Exercises to complete.
- a) From the determinism comments, reproduce word for word the passage between "And, too, we" and "to complete chaos.", inclusive.
- b) Condense the paragraph of the determinism comments that begins "And, too, we do what we must" into two shorter sentences that keep its main points.
- c) Carry the discussion of determinism and science forward from its final sentence.

Page text.

+---+

In our case, in our universe, whatever happened in the Beginning is what happened, but is was such that we had to become after 13 billion years. No choice; no luck’ no ‘random’.

And, too, we do what we must (determinism), which might be disheartening to some, that is, until the other shoes drops, and we look into what the opposite of ‘determined’ would be, which is ‘undetermined’ events, which are not possible, but if they were, in our imagination, then that would lead to complete chaos.

So, now, the former disheartened are perhaps a bit happier that our will does depend on things such as our memories, experiences, learnings, and associations.

We are in a scripted play, yes, but at least we get to be in it, and it is fun. We also like that we have found truth, even though it’s like Dennet’s universal acid that eats away all our superstitions (if we had any).
 
wynn

Apparently then, the actual problem is that the (atheist) scientists do not have the political savvy to deal with the IDers.

Why should scientists(atheist or not)have to deal with politics at all. Science deals with facts, not opinions.

+---+

(Entries drawn from a collection)
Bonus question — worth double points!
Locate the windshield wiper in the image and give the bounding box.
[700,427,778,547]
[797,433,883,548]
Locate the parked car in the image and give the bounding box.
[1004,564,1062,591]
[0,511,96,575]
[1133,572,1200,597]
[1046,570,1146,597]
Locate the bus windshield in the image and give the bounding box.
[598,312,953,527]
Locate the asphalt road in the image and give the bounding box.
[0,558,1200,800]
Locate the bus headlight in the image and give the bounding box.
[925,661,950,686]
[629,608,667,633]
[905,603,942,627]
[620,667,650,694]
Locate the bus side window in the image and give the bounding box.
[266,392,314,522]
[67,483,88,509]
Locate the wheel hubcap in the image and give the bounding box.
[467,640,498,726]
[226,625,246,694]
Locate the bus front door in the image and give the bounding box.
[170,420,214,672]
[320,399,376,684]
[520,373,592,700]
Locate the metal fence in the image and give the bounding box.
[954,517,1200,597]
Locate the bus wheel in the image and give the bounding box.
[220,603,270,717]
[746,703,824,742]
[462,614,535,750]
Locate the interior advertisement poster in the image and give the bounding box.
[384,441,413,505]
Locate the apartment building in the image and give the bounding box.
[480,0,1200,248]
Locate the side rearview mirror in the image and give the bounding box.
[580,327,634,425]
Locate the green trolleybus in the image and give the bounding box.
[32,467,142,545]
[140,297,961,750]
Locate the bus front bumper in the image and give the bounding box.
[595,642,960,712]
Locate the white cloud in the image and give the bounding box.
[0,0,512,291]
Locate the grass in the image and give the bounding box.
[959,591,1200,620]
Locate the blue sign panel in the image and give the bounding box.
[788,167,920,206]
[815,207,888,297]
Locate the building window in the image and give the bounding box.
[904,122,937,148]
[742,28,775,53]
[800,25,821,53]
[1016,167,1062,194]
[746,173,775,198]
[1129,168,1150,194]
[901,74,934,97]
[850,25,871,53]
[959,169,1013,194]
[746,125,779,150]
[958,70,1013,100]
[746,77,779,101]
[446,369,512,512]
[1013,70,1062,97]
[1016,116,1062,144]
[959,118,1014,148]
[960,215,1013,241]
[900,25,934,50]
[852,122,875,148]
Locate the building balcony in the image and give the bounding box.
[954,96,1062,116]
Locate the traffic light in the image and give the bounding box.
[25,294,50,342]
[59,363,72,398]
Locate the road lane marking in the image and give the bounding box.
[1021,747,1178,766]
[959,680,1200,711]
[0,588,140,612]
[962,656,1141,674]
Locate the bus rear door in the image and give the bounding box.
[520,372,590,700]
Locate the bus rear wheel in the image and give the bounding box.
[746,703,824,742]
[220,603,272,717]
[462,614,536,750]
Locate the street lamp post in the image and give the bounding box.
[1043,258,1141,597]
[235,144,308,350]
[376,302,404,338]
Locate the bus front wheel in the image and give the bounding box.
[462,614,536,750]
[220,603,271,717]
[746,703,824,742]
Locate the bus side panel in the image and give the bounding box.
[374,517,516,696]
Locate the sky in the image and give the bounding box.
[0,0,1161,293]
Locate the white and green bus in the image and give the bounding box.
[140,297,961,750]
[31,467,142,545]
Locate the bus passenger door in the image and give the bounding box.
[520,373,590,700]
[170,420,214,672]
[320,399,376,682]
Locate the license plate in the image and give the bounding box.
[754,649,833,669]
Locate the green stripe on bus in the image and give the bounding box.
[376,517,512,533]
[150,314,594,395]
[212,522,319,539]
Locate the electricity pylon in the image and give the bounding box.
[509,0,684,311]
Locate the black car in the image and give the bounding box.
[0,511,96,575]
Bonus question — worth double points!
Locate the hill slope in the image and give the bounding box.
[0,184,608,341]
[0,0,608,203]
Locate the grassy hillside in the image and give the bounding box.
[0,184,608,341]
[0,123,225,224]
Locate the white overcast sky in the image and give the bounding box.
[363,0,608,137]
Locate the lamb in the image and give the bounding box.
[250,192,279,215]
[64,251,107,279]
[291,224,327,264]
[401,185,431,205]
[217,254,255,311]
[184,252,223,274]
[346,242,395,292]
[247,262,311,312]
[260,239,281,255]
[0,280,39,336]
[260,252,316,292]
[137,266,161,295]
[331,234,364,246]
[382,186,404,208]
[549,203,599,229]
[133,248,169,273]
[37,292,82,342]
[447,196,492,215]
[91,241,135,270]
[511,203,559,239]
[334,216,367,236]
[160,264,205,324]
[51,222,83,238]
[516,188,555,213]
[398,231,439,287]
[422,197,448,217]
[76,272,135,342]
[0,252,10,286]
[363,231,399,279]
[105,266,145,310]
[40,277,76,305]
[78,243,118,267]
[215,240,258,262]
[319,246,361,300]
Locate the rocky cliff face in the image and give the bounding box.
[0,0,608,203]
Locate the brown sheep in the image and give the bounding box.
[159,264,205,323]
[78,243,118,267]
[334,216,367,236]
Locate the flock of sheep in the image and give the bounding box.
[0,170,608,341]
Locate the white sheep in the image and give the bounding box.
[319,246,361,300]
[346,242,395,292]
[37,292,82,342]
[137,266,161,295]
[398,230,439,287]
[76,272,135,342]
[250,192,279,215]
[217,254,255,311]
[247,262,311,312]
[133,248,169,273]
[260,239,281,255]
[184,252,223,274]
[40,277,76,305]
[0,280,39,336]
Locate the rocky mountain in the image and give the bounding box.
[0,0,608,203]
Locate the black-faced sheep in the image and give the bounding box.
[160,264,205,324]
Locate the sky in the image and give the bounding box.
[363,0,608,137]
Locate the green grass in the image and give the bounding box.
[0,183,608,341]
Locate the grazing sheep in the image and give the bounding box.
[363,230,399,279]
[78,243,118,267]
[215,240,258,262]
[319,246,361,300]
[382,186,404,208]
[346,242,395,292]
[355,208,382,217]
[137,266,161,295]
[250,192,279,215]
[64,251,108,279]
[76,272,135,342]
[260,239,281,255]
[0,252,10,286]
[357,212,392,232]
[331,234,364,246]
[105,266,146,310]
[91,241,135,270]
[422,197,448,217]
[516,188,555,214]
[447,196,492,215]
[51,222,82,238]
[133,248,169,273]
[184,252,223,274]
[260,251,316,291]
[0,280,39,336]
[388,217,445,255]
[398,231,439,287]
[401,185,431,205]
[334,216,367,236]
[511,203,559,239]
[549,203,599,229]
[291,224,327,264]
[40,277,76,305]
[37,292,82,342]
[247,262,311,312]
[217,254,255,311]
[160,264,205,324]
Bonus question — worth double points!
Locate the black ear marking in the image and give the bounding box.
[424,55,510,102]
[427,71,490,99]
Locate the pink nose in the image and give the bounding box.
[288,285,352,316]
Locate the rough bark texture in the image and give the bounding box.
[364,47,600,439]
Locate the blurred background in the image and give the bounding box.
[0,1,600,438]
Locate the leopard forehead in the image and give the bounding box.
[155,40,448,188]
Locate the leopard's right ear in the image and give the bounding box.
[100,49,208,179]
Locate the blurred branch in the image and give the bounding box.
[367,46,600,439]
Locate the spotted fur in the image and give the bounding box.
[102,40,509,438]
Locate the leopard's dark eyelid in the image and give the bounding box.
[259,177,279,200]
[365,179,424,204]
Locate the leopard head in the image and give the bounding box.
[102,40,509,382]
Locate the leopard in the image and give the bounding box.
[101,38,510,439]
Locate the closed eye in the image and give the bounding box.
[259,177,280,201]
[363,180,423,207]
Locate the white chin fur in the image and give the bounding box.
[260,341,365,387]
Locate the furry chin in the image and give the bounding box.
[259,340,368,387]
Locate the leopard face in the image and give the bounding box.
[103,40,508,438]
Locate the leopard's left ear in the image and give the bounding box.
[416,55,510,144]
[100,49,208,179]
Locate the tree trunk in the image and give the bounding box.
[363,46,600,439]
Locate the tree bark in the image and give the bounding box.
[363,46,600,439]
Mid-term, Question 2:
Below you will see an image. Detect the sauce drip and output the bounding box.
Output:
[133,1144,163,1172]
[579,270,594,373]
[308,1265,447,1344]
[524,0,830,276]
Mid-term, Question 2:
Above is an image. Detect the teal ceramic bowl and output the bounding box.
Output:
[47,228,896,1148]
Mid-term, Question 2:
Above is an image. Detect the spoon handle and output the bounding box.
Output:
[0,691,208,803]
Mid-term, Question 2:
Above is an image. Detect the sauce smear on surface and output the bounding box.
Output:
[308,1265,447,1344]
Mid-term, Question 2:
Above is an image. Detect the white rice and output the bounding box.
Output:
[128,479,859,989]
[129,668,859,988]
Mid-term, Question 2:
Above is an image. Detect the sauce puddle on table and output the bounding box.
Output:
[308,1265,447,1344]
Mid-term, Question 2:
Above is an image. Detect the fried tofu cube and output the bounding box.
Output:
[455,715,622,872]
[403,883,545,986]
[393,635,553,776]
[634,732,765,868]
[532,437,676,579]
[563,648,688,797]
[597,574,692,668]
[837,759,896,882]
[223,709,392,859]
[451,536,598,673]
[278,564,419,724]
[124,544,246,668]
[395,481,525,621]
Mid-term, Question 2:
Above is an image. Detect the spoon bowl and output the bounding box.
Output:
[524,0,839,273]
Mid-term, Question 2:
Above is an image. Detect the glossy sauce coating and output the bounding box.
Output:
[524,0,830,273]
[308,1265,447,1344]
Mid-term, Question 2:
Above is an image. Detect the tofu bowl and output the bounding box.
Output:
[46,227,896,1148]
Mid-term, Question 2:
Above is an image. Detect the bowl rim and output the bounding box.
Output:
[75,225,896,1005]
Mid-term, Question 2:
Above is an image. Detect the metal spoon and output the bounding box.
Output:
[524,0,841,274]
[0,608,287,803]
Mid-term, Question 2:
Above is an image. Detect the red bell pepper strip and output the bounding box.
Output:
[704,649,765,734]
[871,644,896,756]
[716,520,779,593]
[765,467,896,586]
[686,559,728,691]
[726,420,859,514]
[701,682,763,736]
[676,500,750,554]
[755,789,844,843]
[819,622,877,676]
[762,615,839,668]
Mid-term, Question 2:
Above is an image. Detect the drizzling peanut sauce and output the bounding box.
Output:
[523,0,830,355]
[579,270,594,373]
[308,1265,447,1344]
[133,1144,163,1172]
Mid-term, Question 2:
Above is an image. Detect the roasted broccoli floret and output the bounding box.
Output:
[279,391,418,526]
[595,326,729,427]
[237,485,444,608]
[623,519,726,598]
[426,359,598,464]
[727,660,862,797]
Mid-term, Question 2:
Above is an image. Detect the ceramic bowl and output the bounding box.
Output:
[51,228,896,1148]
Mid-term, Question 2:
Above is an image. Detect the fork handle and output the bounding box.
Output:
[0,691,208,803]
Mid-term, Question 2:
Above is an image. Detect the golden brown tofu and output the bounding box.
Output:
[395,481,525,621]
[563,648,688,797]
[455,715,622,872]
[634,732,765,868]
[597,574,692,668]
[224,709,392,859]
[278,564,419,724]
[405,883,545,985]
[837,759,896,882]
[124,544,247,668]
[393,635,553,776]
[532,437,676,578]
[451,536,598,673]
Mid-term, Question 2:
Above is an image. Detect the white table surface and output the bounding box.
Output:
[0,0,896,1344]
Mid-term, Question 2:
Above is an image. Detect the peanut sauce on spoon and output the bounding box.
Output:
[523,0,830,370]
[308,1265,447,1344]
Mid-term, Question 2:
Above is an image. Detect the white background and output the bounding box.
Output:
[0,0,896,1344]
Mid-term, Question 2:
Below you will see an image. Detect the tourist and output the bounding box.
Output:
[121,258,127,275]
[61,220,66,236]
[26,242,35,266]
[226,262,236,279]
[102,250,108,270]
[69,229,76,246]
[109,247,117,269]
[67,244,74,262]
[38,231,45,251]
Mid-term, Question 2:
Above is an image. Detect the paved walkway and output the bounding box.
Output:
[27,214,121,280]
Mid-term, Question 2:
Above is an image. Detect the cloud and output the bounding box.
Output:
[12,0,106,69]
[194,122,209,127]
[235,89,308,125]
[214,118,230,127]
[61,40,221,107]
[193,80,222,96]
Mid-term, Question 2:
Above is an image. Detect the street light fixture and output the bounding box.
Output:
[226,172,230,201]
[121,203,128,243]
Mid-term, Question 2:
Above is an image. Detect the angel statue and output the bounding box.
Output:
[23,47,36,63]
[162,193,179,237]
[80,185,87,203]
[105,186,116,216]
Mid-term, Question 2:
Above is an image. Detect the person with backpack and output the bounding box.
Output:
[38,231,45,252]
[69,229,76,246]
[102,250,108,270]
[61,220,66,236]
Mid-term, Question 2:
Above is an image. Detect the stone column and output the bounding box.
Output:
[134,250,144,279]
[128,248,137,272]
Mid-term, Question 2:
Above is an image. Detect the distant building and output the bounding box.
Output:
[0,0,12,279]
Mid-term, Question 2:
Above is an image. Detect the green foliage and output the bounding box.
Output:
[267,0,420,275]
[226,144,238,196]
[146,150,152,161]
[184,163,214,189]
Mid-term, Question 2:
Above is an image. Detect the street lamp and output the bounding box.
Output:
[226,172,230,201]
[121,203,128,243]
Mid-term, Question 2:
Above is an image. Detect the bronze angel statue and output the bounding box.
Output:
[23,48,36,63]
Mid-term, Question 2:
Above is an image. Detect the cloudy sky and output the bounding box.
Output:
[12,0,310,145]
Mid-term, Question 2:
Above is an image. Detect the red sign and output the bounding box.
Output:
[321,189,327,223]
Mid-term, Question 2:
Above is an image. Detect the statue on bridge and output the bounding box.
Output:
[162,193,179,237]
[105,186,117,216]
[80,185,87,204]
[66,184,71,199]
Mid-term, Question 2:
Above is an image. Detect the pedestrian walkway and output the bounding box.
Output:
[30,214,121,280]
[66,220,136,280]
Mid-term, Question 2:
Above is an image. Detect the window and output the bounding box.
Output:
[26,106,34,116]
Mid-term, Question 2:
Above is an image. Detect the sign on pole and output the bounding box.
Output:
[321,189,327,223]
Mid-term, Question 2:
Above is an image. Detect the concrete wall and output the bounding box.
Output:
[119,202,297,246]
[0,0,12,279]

+---+

Answer section.
- a)
And, too, we do what we must (determinism), which might be disheartening to some, that is, until the other shoes drops, and we look into what the opposite of ‘determined’ would be, which is ‘undetermined’ events, which are not possible, but if they were, in our imagination, then that would lead to complete chaos.

- b) We do what we must (determinism), which may dishearten some until they consider the opposite, undetermined events. Such events are not possible, but if they were, even only in imagination, they would lead to complete chaos.

- c)
If you think that the IDers are wrong, then what is the problem?

The IDers are trying to get their OPINION taught as SCIENCE. As long as IDers keep their opinions out of a classroom dealing with facts, no problem. Our rights include the right to remain ignorant of the facts and opinionated, but they do not include the right to impose that ignorance and opinion in the classroom of our public schools.

Sheldon: Evolution is a fact.
Sheldon's mother: And that's your opinion.

Sheldon is correct, his mother is ignorant of the facts, that is not my opinion, it is a fact. And the Big Bang Theory is a comedy TV show, not a classroom.

That settles it then: the function of an organism is not self-evident, and is subject to interpretation.

The function of an organism are subject to INVESTIGATION and testing to confirm the result of that investigation. It is not subject to interpretation without reference to those investigations.

There could be all kinds of functions. Anything from "making someone happy" to "providing nourishment for other beings" etc

You are not talking about function, you are talking about purpose, something never seen in Nature(though often invented by philosophers.

Both IDers as well as scientists look at the world, and then make claims about its essence. Sure, they make different claims, but both have in common that they make claims about the world's essence simply on the grounds of looking at the world (and refuse to acknowledge their own projections).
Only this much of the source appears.